What is expected = Copy every line of the records below word for word.

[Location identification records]

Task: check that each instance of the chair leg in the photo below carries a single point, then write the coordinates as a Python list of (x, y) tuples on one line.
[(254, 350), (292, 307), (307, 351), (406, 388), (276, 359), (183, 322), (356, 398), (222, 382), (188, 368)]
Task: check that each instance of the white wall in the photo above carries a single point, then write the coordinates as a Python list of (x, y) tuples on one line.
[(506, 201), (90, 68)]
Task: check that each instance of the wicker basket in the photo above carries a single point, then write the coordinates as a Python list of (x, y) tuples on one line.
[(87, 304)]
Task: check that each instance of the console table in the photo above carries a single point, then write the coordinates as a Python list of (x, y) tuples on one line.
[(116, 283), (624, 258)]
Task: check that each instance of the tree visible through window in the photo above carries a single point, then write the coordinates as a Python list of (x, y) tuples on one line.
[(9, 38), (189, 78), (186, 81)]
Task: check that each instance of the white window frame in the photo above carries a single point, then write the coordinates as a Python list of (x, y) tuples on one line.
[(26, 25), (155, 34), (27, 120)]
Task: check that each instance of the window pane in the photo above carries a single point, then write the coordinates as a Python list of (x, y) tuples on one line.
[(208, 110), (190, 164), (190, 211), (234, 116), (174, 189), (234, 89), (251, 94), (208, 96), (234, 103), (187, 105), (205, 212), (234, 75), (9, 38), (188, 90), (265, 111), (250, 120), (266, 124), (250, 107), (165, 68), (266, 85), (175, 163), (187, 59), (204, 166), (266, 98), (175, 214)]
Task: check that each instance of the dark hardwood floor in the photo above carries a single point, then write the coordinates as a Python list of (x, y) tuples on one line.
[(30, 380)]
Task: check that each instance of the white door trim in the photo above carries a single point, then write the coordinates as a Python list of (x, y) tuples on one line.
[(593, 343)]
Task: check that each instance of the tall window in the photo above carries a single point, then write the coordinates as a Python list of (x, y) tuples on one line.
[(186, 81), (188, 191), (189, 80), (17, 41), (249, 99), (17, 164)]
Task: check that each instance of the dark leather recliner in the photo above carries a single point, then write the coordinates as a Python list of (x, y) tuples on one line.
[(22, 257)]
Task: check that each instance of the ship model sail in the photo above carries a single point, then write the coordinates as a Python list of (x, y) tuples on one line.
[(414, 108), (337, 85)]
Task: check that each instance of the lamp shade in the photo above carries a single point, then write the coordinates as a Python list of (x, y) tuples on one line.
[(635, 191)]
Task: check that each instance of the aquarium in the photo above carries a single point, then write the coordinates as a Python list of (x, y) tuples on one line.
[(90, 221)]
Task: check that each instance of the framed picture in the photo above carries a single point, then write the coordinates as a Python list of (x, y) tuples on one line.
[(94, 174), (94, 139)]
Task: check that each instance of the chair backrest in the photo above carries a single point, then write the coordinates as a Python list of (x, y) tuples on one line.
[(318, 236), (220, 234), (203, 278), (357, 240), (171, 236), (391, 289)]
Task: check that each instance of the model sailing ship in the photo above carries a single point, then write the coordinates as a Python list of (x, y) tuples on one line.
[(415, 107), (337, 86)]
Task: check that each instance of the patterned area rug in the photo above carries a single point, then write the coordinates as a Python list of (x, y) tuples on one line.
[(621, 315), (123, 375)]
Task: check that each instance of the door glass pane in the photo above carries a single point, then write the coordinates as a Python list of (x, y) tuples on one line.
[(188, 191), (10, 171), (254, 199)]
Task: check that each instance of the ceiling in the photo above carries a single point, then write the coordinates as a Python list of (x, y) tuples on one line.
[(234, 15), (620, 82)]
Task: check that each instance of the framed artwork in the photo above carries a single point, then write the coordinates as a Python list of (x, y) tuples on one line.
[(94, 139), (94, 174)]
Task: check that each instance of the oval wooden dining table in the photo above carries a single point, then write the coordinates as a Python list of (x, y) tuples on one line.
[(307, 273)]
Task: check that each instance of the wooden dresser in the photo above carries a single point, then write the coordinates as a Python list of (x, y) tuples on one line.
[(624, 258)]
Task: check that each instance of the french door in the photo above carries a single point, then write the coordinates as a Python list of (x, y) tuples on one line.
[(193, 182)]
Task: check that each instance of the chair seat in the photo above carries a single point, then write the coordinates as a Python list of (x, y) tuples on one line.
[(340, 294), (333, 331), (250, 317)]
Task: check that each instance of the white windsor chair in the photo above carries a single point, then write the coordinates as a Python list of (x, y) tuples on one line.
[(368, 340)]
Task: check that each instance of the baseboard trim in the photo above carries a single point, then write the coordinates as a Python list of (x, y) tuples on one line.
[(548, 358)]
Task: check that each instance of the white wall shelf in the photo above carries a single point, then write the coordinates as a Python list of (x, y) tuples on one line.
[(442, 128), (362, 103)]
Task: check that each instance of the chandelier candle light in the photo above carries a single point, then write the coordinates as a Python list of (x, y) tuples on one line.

Output for this task =
Task: check that each instance of the chair leg in the photo below carries a single point, then write the coordinates as a Python list of (x, y) tuples on one line.
[(254, 350), (292, 307), (307, 351), (406, 388), (276, 359), (183, 322), (356, 398), (222, 382), (188, 368)]
Task: check that each instance of the white wall in the photo above carries a single point, then write the coordinates as a Python list of (x, y) tuples on one line.
[(506, 201), (90, 68)]
Task: check that each instance of the wicker basket in the photo above carries a single point, then write the coordinates as a Python list of (x, y) tuples on one line.
[(87, 304)]
Task: check that each instance of the console table in the photo above carries a single point, then write the coordinates as a Python list of (x, y) tuples on one line.
[(116, 283), (624, 258)]
Task: check that each instance of the tree visible through window in the photo above carries a single point, then write the coordinates as a Python list of (x, y) tuples on one line.
[(9, 38), (189, 78), (186, 81)]
Task: check that each instance of the white window frame in the photo above carries a single point, then write the coordinates as a Python list of (x, y) tuples on one line.
[(26, 25), (155, 34), (27, 120)]
Task: check that each instance of the window pane in the photo above carries a single point, then write the coordinates as a Python list of (x, y) tuples on one line.
[(208, 110), (190, 164), (190, 211), (234, 116), (174, 189), (234, 89), (251, 94), (208, 96), (234, 103), (187, 105), (205, 212), (234, 75), (9, 38), (188, 90), (265, 111), (250, 120), (266, 124), (250, 107), (165, 68), (266, 85), (175, 163), (187, 59), (204, 166), (266, 98), (175, 214)]
Task: check that each instance of the dark hardwood floor in the photo above carries a single point, then write the coordinates as a Python list of (x, y) tuples on one line.
[(30, 380)]
Task: check that each instance of the white door trim in the photo above carries a single point, then write the coordinates as a Python list of (x, y) tuples on one line.
[(593, 343)]
Task: check that each instance of the tall window in the photo above carries a single point, then write the coordinates as a Python list of (x, y) tuples on one line.
[(186, 81), (188, 191), (189, 80), (17, 41), (249, 99), (17, 164)]
Task: check that each instance of the dark leather recliner in the photo above carries a single point, then write the coordinates as a Python list of (x, y) tuples on one line.
[(22, 257)]
Task: check that each instance of the ship model sail in the photo above carries a single point, then write the coordinates as a Python list of (x, y) tuples on one line.
[(414, 108), (337, 85)]
Task: check that each instance of the lamp shade in the photo above carries a single point, then write the coordinates as a Python list of (x, y) tuples on one line.
[(635, 191)]
Task: check that each instance of the aquarium in the photo above carries a single point, then write the coordinates as a Python list of (x, y) tuples on one line.
[(90, 221)]
Task: check that each instance of the framed picture in the photo above carries a single point, then write the coordinates as a Python list of (x, y) tuples on one line.
[(94, 174), (94, 139)]
Task: check that each instance of the chair backrest in the photo above carries a single point, then write the coordinates as a Python list of (x, y) tuples on one line.
[(318, 236), (220, 234), (203, 278), (357, 240), (171, 236), (391, 289)]
Task: check that each instance of the model sailing ship in the photo above carries a single point, then write the coordinates as a Python list of (x, y) tuples on one line.
[(415, 107), (337, 86)]
Task: check that each instance of the patterned area rug in the photo above carries a single point, then write the coordinates as a Python list of (x, y) tuples on one line.
[(621, 315), (123, 375)]
Task: check that each instance of the door glass pane in the photo above carries a single point, then write the coordinates as a Python list of (x, y) tuples on one line.
[(188, 191), (10, 171), (254, 199)]
Task: check that each instance of the ceiling in the photo above carries a single point, then write the coordinates as a Python list of (x, y) tuples on one line.
[(234, 15), (620, 82)]
Task: check that each instance of the framed artwork in the photo above carries a single point, then write the coordinates as a Python list of (x, y) tuples on one line.
[(94, 139), (94, 174)]
Task: check that each instance of the oval wooden dining table in the photo above carries a single point, then write the coordinates as a Python list of (x, y) tuples on one line.
[(307, 273)]
Task: check that each instance of the wooden dresser in the photo above carries a single point, then write the coordinates as a Python list of (x, y) tuples on one line.
[(624, 258)]
Task: check that each instance of the french door in the photo above carries a single point, then write the coordinates as a Python list of (x, y) tuples on one line.
[(193, 182)]
Task: check that each instance of the chair seat in the photo above carries a single point, then write the coordinates as a Python list of (x, y) tuples on one line.
[(340, 294), (333, 331), (250, 317)]
Task: check that each instance of the white windsor chair in the photo above carries a single point, then write the coordinates as a Python list of (x, y) tuples on one line.
[(368, 340)]
Task: check that each instance of the baseboard trim in the photo above carries a single point, then write the coordinates as a Python list of (x, y) tuples on one line.
[(548, 358)]
Task: check that each instance of the white wall shelf in the photo above carries a single point, then write the coordinates as a Python list of (x, y) tuples on one line.
[(442, 128), (362, 103)]
Task: check that each instance of the chandelier candle light in the photo above carries a single point, then write the coordinates as a Python list of (x, y) tuples on one line.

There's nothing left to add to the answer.